- Listing of object locations
= = =

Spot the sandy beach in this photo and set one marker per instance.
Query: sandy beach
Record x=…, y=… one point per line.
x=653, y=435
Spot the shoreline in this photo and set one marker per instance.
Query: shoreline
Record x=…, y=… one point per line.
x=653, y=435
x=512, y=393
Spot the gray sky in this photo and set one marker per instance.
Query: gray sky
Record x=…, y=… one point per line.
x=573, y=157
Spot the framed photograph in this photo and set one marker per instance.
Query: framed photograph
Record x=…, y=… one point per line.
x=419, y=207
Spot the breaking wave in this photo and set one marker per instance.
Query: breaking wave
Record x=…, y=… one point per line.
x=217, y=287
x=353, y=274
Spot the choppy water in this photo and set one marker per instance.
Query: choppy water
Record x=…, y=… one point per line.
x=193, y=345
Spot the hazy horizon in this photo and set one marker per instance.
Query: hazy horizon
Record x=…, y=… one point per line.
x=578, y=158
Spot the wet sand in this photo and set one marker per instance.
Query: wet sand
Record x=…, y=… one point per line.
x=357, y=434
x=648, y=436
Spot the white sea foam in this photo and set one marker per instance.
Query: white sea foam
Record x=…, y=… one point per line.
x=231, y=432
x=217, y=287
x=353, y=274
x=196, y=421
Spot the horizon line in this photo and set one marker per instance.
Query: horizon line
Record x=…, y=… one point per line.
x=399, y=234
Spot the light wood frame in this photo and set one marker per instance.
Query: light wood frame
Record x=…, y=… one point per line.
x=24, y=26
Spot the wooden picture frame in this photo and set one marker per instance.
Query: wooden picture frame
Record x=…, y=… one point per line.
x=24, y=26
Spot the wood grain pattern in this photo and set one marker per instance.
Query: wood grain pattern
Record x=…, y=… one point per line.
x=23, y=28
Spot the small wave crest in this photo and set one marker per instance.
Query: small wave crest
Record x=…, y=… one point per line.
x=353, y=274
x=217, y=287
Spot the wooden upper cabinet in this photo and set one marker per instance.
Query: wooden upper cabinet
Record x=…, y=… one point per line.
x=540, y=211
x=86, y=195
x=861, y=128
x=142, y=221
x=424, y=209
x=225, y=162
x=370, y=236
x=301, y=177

= = =

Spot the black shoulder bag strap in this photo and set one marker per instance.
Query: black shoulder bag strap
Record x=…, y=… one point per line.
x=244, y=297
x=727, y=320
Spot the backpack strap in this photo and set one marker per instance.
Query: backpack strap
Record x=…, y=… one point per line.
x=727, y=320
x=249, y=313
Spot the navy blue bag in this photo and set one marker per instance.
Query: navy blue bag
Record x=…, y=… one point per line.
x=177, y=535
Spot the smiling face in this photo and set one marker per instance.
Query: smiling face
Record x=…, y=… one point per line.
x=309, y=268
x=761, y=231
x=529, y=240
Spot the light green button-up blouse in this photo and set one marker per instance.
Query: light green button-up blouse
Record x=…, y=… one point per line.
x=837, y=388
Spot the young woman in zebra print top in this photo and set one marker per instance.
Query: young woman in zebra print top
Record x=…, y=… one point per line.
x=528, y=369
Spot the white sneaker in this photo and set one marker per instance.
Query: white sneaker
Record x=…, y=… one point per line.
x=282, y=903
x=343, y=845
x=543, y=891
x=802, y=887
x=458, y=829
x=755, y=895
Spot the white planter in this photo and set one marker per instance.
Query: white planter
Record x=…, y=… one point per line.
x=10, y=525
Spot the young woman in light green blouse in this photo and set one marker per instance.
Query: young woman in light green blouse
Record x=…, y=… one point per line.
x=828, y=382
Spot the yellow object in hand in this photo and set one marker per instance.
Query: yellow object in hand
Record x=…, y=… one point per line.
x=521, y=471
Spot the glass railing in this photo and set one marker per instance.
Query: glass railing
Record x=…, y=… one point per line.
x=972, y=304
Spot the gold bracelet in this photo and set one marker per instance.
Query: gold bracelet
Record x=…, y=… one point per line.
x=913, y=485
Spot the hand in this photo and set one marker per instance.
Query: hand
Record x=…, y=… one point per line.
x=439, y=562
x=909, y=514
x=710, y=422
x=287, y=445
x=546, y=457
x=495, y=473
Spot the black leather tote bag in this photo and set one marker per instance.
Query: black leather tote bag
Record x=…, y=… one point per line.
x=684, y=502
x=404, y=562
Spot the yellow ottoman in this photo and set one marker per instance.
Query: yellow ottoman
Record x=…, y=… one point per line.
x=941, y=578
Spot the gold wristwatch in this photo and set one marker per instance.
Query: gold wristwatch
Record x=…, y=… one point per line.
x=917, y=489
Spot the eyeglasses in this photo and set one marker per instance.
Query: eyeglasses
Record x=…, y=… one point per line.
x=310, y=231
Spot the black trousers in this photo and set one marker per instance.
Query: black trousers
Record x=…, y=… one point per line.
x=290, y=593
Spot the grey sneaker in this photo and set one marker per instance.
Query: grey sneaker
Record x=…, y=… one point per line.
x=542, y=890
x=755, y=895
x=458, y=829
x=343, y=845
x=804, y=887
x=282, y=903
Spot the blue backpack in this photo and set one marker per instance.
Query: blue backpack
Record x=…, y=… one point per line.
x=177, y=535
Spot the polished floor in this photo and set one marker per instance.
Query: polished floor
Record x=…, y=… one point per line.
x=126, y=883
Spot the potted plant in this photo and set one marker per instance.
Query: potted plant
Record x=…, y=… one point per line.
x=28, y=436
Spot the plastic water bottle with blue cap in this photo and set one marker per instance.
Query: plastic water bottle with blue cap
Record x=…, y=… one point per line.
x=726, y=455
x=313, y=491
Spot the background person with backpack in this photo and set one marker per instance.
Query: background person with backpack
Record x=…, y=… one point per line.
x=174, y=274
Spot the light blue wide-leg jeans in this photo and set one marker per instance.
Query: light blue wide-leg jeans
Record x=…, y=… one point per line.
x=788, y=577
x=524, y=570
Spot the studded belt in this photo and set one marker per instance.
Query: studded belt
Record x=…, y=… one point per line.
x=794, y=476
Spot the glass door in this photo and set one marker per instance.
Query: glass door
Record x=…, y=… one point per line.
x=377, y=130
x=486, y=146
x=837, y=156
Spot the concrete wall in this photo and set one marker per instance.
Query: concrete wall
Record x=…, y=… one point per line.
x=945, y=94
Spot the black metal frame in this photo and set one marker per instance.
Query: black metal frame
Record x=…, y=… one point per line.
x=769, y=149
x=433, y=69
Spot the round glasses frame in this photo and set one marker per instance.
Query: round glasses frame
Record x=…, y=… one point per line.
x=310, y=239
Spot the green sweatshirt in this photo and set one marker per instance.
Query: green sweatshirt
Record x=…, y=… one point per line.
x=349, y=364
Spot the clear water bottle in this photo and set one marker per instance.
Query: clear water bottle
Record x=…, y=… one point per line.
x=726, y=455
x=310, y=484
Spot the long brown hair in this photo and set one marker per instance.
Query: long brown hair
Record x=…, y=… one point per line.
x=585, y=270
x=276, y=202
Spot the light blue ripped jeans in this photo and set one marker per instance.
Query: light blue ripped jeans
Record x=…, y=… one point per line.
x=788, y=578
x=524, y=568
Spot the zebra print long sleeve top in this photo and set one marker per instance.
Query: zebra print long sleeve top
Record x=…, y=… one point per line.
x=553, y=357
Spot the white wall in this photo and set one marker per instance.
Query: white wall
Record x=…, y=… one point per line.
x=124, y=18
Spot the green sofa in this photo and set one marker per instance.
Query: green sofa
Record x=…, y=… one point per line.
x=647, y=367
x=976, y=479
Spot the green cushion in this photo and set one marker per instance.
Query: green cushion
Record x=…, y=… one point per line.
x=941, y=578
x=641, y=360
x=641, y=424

= = =

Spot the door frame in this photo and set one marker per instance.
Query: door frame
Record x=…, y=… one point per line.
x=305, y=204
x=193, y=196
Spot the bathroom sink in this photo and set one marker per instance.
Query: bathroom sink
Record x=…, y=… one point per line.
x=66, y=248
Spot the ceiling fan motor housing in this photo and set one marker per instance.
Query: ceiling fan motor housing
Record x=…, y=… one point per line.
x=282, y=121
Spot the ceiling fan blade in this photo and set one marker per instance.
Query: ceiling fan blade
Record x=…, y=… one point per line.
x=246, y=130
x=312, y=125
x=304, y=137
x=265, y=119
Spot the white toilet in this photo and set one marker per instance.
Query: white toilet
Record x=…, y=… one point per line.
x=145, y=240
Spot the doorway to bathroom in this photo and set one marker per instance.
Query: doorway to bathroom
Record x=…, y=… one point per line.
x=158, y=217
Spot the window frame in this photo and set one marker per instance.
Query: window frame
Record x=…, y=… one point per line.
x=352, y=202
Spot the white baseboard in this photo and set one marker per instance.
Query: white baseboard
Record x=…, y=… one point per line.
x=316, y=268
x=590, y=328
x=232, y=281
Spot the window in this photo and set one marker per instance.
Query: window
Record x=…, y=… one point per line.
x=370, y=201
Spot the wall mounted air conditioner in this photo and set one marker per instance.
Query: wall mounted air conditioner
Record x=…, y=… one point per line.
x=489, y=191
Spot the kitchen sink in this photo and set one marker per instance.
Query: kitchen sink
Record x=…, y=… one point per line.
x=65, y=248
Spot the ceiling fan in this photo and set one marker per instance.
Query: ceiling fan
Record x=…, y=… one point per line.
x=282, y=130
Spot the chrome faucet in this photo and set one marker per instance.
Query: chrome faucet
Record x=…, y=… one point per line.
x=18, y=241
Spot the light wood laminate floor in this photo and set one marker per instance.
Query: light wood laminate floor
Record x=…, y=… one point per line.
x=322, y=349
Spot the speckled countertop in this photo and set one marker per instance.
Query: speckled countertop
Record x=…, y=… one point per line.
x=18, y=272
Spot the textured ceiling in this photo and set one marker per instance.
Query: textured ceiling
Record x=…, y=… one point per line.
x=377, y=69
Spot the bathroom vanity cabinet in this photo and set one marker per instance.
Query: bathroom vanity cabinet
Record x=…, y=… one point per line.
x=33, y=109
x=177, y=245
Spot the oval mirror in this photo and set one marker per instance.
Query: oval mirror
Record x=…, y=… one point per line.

= = =

- THE PROBLEM
Could you put the listing into a two-column CSV with the columns text and answer, starting with the line with "Spot the eyeglasses" and going on through the line with "x=290, y=593"? Give each text and its answer their own row, with each value in one quoted field and line breaks turned into spaces.

- COMPLETE RESPONSE
text,answer
"Spot the eyeglasses in this photo and set one marker per instance. Query: eyeglasses Record x=…, y=… one point per line.","x=310, y=231"
"Spot the black trousers in this photo and set one marker per instance. Query: black trousers Record x=…, y=… one point per line.","x=290, y=593"